Задания:
1. Повторите слово в слово отрывок из текста об осаде Ниеншанца, который начинается со слов «Бенгт Янгфельдт - От» и заканчивается словами «свободный выход гарнизона.».
2. Продолжите текст об осаде Ниеншанца, начав сразу после его последнего предложения.
-------- Текст --------
Бенгт Янгфельдт - От варягов до Нобеля. Шведы на берегах Невы
Штурм крепости начался 30 апреля. Ее комендант Юхан Аполлоф имел в своем распоряжении 600 человек против 20 тысяч русских, но на требование капитулировать ответил, что принял от своего короля крепость не для того, чтобы ее сдать, а чтобы защищать.
На плане показана осада русскими Ниеншанца в апреле 1703 г., за неделю до сдачи крепости генерал-фельдмаршалу Б. П. Шереметеву. Военный архив (Стокгольм)
Получив этот ответ, царь отдал приказ бомбардировать Ниеншанц. Батареи грохотали всю ночь, и на рассвете 1 мая Аполлоф барабанным боем дал знать, что намерен вступить в переговоры. Они продолжались несколько часов, после чего крепость сдалась; условием капитуляции был свободный выход гарнизона.
Назавтра, 2 мая, русские торжественно вошли в Ниеншанц. Аполлоф передал ключи от крепостных ворот Шереметеву, и русское войско во главе с царем и бомбардирской ротой гвардейского Преображенского полка под развевающимися знаменами и под барабанный бой вступило в город. Как и Нотебург, эта крепость сразу же была переименована — ее назвали Шлотбургом. Согласно русским источникам, шведские солдаты были свободно отпущены в Выборг; но есть шведское свидетельство, будто царь нарушил данное им обещание и гарнизон был пленен.
-------- Записи --------
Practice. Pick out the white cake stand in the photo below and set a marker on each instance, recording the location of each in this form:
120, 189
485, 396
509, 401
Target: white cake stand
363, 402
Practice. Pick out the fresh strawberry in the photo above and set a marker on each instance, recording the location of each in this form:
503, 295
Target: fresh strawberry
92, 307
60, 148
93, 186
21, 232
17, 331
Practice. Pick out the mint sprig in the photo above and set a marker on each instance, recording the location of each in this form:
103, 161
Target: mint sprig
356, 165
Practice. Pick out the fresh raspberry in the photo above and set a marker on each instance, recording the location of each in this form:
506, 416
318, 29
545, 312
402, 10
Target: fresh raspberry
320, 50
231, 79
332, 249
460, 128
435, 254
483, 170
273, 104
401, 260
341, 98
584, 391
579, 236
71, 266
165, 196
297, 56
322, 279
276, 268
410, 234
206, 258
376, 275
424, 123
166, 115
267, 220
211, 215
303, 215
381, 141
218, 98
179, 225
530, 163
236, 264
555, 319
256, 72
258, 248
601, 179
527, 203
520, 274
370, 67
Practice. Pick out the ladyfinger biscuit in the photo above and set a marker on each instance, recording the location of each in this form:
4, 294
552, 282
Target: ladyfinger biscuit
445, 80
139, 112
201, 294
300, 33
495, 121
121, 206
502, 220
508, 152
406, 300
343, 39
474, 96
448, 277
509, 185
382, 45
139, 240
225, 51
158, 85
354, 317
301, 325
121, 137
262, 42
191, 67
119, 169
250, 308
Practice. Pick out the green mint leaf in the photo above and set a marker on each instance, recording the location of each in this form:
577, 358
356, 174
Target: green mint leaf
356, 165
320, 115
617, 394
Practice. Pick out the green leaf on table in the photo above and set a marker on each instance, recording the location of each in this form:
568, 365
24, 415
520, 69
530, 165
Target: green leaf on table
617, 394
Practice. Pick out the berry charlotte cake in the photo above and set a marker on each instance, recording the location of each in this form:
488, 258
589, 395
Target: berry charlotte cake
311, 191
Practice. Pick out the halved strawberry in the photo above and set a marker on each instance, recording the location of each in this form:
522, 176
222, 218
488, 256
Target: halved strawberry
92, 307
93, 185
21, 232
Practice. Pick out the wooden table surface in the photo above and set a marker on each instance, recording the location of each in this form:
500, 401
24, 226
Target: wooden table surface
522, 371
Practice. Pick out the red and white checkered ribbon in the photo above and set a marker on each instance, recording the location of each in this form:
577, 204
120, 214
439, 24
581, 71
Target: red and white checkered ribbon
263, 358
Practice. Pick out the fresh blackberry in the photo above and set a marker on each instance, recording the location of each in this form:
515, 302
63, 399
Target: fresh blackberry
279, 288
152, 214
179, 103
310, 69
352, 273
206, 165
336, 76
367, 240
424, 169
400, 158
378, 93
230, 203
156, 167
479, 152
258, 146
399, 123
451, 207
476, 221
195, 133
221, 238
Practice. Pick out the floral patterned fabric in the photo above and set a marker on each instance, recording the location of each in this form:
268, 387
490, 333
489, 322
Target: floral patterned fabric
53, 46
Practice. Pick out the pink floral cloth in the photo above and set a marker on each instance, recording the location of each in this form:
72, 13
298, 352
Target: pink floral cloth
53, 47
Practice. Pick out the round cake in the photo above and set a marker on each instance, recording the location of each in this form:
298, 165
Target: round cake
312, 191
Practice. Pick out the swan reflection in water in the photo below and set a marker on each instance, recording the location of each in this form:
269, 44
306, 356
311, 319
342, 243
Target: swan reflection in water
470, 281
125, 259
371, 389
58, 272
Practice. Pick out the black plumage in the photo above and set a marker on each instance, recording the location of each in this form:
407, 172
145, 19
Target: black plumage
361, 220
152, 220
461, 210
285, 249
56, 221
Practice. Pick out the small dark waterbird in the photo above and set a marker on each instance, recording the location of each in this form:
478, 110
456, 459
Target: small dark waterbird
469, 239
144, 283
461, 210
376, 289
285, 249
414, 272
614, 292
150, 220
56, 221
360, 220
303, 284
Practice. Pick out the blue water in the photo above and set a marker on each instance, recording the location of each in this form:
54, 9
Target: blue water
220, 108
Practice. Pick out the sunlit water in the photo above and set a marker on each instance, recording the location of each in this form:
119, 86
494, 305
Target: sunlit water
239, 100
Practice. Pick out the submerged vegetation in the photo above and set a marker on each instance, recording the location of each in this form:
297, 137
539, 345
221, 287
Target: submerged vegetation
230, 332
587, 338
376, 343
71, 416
--------
Ожидаемые ответы:
1.
Бенгт Янгфельдт - От варягов до Нобеля. Шведы на берегах Невы
Штурм крепости начался 30 апреля. Ее комендант Юхан Аполлоф имел в своем распоряжении 600 человек против 20 тысяч русских, но на требование капитулировать ответил, что принял от своего короля крепость не для того, чтобы ее сдать, а чтобы защищать.
На плане показана осада русскими Ниеншанца в апреле 1703 г., за неделю до сдачи крепости генерал-фельдмаршалу Б. П. Шереметеву. Военный архив (Стокгольм)
Получив этот ответ, царь отдал приказ бомбардировать Ниеншанц. Батареи грохотали всю ночь, и на рассвете 1 мая Аполлоф барабанным боем дал знать, что намерен вступить в переговоры. Они продолжались несколько часов, после чего крепость сдалась; условием капитуляции был свободный выход гарнизона.

2.
В Ниеншанце Петр оставался две недели. Наконец-то он стоял на берегу Балтийского моря — цели его имперской политики. Один из вопросов, над которыми размышлял царь, заключался в том, восстанавливать ли заново на том же месте укрепление и город или подыскать для них более удобное место. После обсуждений на военном совете Петр принял решение заложить новую крепость на острове, расположенном ближе к невскому устью. Выбор пал на остров Янисаари — Заячий, и Ниеншанц был срыт, чтобы не попал в неприятельские руки. Первые разрушения были произведены непосредственно после его завоевания, последующие — в 1709 г. после Полтавской битвы, победа в которой убедила Петра в военном превосходстве России над Швецией. Командор Юст Юль, пребывавший в 1709–1711 гг. датским посланником при дворе Петра, собственными глазами видел, как под валы Ниеншанца были заложены два ящика с порохом. Грохот взрыва был столь силен, что лед на Неве потрескался и земля содрогнулась, «как от землетрясения».
Так началась глава русской истории, неразрывно связанная с царем Петром Великим и созданным им городом — Санкт-Петербургом.
ГОРОД ПЕТРА
Императорский город С.-Петербург
На протяжении всего XVIII столетия была жива мечта шведов об отвоевании областей, потерянных и отошедших к России в годы Северной войны. Шведские короли дважды силой оружия пытались претворить эту мечту в жизнь. Но наступательные войны, начатые Фредриком I в 1741 г. и Густавом III в 1788-м, не привели к желаемому результату; мечта осталась мечтой, а по Абоскому мирному договору 1743 г. шведско-русская граница отодвинулась еще дальше на запад.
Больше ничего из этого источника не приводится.